→ Metin Alıntısı
'''

• Anasayfa
  • Favorilere Ekle
  • Site Haritası

        Çizebiliyorsan çiz,çizemiyorsan oku.Hayal dünyanı paylaş ki başkaları da hayal etsin...

  Çizgi roman her şeyden önce bir sanattır.

  Çizgi roman her şeyden önce bir sanattır. Bu yüzden gelişimi Türk sanat hayatının gelişimiyle paraleldir. Ortaya çıkardığı sanatçılar, Türk resminin ve grafik sanatının gelişiminde büyük rol sahibidirler. Edebi yönü de olduğundan yazın hayatımızın olgunlaşmasında payı vardır. Sonuçta görsel bir malzemedir. Bu yüzden sinema ve gösteri dünyamızı beslemiştir. Nihayet bir yayın ürünüdür ve bu özelliğiyle basın-yayın sürecinin hem sektörel hem de kurumsal sürecine önemli katkılarda bulunmuştur.

  Internet ve televizyonun henüz hayatımızda olmadığı dönemlerde çizgi roman halkın en çok rağbet ettiği günlük eğlence aracıydı. O dönemlerde tüketim günümüzdeki kadar hızlı olmadığından insanlar çok sayfalı çizgi romanları günlere yayarak okuyordu. Ancak belli bir kalitenin üzerindeki ürünlerin alıcı bulduğu o dönemlerde, okuma alışkanlığı da günümüzle kıyaslanmayacak kadar çoktu. Çizgi roman insanların hem görsel ve kurgusal ihtiyaçlarını, hem de okuma isteklerini karşılıyordu. Çizgi roman bu yüzden benzeri faaliyetler içinde tüketim sürkilasyonu en yoğun üründü.

'''

Çizgi roman konulu metinde "Çizgi roman her şeyden önce bir sanattır. Bu" ifadesi ile "önemli katkılarda bulunmuştur." ifadesi arasındaki bölümü, bu iki ifade de dahil olmak üzere kelimesi kelimesine aktarınız. Satırlar, çizgi roman konulu metinden bağımsız, ayrı bir malzemedir.

Nokta etiketleme örnekleri
'''

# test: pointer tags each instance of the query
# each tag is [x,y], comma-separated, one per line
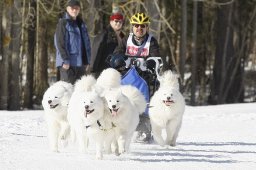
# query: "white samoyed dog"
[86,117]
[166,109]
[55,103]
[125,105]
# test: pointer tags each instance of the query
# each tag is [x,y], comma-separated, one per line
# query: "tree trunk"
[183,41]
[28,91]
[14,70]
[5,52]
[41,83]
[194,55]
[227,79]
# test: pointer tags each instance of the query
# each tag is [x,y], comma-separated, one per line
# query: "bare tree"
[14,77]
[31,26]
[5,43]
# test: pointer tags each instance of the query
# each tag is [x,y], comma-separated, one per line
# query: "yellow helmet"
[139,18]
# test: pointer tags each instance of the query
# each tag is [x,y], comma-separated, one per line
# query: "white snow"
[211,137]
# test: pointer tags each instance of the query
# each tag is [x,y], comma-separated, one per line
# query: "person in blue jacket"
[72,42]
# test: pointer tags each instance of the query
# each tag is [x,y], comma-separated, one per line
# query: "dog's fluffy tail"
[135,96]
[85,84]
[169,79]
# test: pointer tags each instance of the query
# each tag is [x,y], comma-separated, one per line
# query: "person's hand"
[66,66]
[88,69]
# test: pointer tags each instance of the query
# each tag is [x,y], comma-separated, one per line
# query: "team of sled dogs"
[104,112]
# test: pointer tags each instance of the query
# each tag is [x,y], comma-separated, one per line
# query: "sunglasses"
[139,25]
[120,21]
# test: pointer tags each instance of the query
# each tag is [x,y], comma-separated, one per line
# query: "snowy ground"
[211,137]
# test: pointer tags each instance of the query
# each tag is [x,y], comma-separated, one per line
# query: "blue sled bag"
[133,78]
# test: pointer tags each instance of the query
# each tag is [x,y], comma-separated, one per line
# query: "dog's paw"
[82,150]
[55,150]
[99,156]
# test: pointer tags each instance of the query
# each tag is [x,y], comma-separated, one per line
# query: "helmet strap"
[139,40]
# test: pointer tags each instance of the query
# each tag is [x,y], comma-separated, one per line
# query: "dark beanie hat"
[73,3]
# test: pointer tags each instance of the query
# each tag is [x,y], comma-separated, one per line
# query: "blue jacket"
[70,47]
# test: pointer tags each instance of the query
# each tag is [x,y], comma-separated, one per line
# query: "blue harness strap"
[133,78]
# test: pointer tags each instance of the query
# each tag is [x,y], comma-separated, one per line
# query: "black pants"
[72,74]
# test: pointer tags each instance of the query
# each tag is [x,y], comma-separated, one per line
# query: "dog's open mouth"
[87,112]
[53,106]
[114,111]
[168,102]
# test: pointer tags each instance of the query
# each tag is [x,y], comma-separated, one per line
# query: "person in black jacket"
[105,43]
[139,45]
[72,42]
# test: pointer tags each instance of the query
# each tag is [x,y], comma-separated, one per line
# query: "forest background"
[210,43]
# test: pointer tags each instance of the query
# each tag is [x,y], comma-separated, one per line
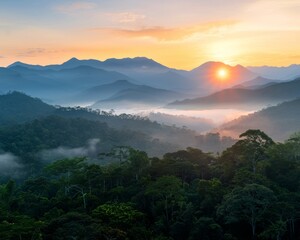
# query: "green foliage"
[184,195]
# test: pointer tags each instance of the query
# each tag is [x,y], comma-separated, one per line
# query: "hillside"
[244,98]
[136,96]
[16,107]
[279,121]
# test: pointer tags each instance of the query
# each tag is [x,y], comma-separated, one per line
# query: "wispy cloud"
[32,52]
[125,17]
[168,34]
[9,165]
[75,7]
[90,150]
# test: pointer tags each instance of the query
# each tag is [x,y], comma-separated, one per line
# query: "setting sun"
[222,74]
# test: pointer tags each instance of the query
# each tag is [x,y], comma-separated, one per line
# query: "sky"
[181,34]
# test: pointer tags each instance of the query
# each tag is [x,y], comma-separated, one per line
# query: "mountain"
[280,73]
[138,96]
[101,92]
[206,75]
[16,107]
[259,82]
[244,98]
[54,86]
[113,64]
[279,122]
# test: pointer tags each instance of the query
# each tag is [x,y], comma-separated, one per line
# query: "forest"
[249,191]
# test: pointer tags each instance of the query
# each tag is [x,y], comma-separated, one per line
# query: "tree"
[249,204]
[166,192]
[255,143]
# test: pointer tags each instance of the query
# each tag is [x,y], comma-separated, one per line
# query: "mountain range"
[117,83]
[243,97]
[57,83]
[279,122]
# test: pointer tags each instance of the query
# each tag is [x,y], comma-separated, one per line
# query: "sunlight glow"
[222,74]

'''

→ Alıştırmanın Yanıtı
Çizgi roman her şeyden önce bir sanattır. Bu yüzden gelişimi Türk sanat hayatının gelişimiyle paraleldir. Ortaya çıkardığı sanatçılar, Türk resminin ve grafik sanatının gelişiminde büyük rol sahibidirler. Edebi yönü de olduğundan yazın hayatımızın olgunlaşmasında payı vardır. Sonuçta görsel bir malzemedir. Bu yüzden sinema ve gösteri dünyamızı beslemiştir. Nihayet bir yayın ürünüdür ve bu özelliğiyle basın-yayın sürecinin hem sektörel hem de kurumsal sürecine önemli katkılarda bulunmuştur.